**EXERCISE INSTRUCTIONS**
The span to be transcribed begins with the line that contains "[point] every instance of the blue" and ends with the last line of the listing; copy it exactly and include nothing else.
□ □ □
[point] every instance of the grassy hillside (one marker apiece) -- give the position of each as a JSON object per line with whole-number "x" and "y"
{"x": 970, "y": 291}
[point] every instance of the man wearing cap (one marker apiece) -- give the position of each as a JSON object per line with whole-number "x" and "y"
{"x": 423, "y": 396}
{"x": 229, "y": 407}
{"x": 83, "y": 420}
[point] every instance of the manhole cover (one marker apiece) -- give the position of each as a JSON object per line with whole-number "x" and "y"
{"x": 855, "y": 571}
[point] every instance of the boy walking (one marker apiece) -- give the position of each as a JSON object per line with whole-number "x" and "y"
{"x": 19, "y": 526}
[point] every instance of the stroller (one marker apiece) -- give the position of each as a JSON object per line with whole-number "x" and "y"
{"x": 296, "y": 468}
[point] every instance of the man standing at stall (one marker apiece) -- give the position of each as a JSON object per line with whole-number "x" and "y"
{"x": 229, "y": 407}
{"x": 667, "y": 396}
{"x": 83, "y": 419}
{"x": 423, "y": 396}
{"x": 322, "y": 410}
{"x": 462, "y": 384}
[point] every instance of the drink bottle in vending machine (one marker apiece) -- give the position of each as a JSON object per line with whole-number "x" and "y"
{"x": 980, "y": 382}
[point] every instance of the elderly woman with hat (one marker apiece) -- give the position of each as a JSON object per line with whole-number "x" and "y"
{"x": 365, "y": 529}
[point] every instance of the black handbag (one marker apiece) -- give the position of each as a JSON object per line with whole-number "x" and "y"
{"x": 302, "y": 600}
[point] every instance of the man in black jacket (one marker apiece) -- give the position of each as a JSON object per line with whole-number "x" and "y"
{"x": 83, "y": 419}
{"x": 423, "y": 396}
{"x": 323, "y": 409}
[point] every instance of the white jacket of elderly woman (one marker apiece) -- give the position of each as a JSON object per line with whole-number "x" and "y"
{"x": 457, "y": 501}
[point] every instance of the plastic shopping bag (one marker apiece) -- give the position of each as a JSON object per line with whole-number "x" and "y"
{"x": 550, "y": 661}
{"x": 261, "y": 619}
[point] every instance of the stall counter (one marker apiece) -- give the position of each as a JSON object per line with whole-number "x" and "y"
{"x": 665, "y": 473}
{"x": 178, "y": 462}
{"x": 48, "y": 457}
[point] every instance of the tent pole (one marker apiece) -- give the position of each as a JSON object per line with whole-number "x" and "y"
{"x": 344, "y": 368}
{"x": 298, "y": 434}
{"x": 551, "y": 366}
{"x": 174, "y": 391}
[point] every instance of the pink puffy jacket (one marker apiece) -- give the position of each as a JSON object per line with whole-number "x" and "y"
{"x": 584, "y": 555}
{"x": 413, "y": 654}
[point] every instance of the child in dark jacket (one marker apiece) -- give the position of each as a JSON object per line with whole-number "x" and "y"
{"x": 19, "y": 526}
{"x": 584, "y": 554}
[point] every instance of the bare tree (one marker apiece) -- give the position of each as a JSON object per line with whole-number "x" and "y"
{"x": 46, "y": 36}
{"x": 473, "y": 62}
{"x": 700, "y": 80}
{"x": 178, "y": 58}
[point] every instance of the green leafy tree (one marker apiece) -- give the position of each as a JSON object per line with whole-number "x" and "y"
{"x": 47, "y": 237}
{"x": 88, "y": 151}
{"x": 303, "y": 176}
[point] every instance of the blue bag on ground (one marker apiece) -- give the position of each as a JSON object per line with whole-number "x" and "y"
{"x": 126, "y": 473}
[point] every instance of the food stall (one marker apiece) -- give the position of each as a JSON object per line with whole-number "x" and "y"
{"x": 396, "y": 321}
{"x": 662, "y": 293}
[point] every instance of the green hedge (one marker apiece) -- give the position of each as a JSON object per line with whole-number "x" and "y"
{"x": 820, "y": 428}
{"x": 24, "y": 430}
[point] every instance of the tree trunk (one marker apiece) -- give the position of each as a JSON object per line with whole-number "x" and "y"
□ □ □
**TASK RESPONSE**
[point] every instance of the blue bag on ground (one marker apiece) -- give the position of each as a JSON object per line with whole-number "x" and "y"
{"x": 126, "y": 473}
[point] every instance of the food stall (one marker apiece) -- give the position of each as a JSON object per line with whole-number "x" and "y"
{"x": 396, "y": 321}
{"x": 662, "y": 293}
[point] every instance of the green hedge (one marker apiece) -- give the position of each as a JSON object per line with whole-number "x" and "y"
{"x": 820, "y": 428}
{"x": 24, "y": 430}
[point] every instance of the tree trunk (one marker apiece) -- give the position of each as a JSON object per line with whole-number "x" and "y"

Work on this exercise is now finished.